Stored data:
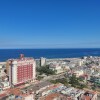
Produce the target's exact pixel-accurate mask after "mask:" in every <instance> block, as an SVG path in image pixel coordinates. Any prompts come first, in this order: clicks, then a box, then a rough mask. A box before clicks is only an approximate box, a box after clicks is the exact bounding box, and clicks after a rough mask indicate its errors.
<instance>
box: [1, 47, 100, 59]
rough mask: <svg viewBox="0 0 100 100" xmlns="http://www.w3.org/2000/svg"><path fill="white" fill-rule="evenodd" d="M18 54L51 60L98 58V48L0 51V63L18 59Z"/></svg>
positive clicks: (31, 48) (37, 49) (62, 48)
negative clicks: (52, 58) (8, 60)
mask: <svg viewBox="0 0 100 100" xmlns="http://www.w3.org/2000/svg"><path fill="white" fill-rule="evenodd" d="M20 54H24V55H25V57H33V58H35V59H39V58H40V57H45V58H48V59H51V58H73V57H83V56H100V48H45V49H44V48H38V49H37V48H34V49H32V48H21V49H18V48H16V49H0V61H6V60H8V59H12V58H19V56H20Z"/></svg>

- **TASK BRIEF**
Copy out the lines of the data where the string "instance" occurs.

- **YOUR RESPONSE**
Produce the target's exact pixel-accurate mask after "mask:" in every <instance> block, as an SVG path in image pixel coordinates. Any prompts come first, in this order: clicks, then a box, then a rough mask. A box before clicks is only an approximate box, a box after clicks is the exact bounding box, and clicks after a rough mask indicate its errors.
<instance>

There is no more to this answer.